### [Given instruction 1]
In the reading text on saving random number generator state, which kind of generator does the example cover?
### [Given instruction 2]
Continue the reading text on saving random number generator state, picking up right after the line "rng(_seed)".

### [Reading text]
* * * *
Since the amount of bytes read is so much smaller than if one were to serialize the entire engine, the performance of the two approaches might actually be comparable. Testing this hypothesis, as well as further optimization, are left as an exercise for the reader.
#include <iostream>
#include <random>
#include <chrono>
#include <cstdint>
#include <fstream>
using namespace std;
struct rng_wrap
{
// it would also be advisable to somehow
// store what kind of RNG this is,
// so we don't deserialize an mt19937
// as a linear congruential or something,
// but this example only covers mt19937
uint64_t seed;
uint64_t invoke_count;
mt19937 rng;
typedef mt19937::result_type result_type;
rng_wrap(uint64_t _seed) :
seed(_seed),
invoke_count(0),
rng(_seed)
* * * *
### [Data rows]
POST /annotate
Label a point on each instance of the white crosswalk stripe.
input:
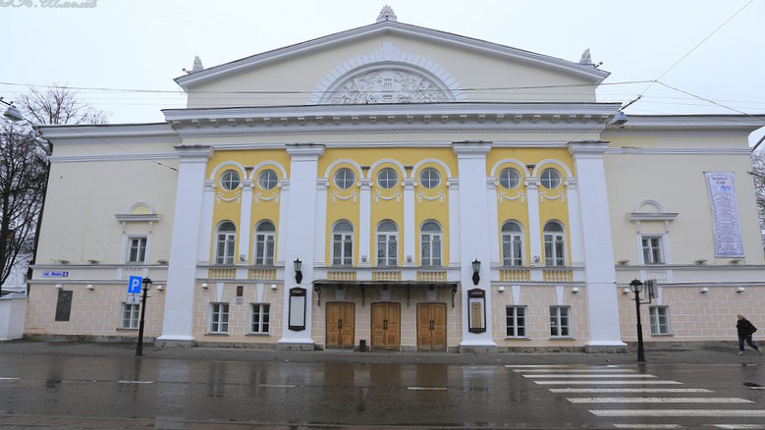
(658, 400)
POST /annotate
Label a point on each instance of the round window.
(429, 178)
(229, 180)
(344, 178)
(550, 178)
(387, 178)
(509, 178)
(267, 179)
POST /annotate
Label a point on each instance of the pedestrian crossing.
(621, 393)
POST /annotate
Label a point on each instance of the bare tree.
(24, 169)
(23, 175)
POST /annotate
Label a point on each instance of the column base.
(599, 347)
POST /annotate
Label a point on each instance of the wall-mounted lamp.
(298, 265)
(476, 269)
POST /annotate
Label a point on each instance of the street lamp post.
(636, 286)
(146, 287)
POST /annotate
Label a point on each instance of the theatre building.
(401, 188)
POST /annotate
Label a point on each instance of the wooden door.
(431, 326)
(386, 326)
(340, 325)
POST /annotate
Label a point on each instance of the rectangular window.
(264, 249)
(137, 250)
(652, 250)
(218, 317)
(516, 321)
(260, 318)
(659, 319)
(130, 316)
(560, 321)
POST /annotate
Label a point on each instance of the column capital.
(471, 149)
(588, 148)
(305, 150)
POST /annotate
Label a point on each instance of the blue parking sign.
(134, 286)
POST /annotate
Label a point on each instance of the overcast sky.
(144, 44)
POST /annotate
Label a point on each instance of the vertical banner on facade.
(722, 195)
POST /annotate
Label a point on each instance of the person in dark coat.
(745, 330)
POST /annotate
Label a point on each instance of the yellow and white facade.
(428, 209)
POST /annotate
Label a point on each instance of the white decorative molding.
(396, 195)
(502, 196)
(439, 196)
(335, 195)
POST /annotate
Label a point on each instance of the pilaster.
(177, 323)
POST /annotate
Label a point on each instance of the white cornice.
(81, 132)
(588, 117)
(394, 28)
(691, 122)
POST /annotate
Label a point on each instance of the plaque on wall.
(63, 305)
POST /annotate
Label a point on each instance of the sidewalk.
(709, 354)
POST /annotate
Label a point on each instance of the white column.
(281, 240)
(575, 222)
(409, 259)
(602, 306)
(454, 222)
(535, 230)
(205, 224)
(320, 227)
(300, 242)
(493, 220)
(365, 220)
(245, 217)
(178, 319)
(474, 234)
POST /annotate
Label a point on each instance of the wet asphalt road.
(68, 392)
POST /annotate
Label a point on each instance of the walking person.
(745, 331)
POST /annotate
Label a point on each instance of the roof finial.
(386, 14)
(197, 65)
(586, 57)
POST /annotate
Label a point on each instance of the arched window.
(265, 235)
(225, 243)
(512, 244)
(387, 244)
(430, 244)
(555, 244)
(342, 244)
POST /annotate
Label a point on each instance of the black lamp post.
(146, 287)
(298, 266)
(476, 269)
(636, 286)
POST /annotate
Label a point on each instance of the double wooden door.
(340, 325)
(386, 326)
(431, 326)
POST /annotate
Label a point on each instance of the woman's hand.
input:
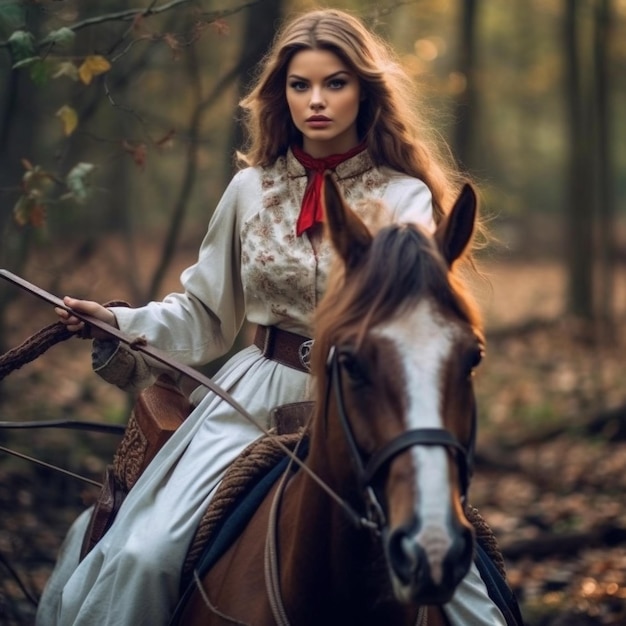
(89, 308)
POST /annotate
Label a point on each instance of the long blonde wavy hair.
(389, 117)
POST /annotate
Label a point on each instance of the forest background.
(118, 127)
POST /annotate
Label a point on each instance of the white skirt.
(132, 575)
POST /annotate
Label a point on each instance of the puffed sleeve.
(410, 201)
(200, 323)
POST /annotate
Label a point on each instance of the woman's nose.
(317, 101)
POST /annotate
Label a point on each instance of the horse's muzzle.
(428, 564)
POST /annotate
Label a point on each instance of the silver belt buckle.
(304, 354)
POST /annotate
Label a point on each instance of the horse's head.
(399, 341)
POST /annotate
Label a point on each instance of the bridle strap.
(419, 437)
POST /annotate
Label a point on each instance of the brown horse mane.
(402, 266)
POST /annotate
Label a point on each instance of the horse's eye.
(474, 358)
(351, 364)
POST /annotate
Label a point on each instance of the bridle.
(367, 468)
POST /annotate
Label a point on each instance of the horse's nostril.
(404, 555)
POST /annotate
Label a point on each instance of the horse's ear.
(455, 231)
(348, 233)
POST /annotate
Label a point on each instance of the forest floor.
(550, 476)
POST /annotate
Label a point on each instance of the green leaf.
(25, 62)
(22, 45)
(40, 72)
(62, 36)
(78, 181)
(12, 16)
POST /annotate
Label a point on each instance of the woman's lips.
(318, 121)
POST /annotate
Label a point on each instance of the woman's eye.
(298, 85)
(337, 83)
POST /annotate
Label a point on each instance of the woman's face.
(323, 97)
* * * *
### [Exercise result 1]
Only mt19937.

### [Exercise result 2]
{}
rng_wrap(istream& in) {
in.read(reinterpret_cast<char*>(&seed), sizeof(seed));
in.read(reinterpret_cast<char*>(&invoke_count), sizeof(invoke_count));
rng = mt19937(seed);
rng.discard(invoke_count);
}
void discard(unsigned long long z) {
rng.discard(z);
invoke_count += z;
}
result_type operator()() {
++invoke_count;
return rng();
}
static constexpr result_type min() {
return mt19937::min();
}
static constexpr result_type max() {
return mt19937::max();
}
};
ostream& operator<<(ostream& out, rng_wrap& wrap)
{
out.write(reinterpret_cast<char*>(&(wrap.seed)), sizeof(wrap.seed));
out.write(reinterpret_cast<char*>(&(wrap.invoke_count)), sizeof(wrap.invoke_count));
return out;
}
istream& operator>>(istream& in, rng_wrap& wrap)
{
wrap = rng_wrap(in);
return in;
}
void test(rng_wrap& rngw, int count, bool quiet=false)
{
uniform_int_distribution<int> integers(0, 9);
uniform_real_distribution<double> doubles(0, 1);
normal_distribution<double> stdnorm(0, 1);
if (quiet) {
for (int i = 0; i < count; ++i)
integers(rngw);
for (int i = 0; i < count; ++i)
doubles(rngw);
for (int i = 0; i < count; ++i)
stdnorm(rngw);
} else {
cout << "Integers:\n";
for (int i = 0; i < count; ++i)
cout << integers(rngw) << " ";
cout << "\n\nDoubles:\n";
for (int i = 0; i < count; ++i)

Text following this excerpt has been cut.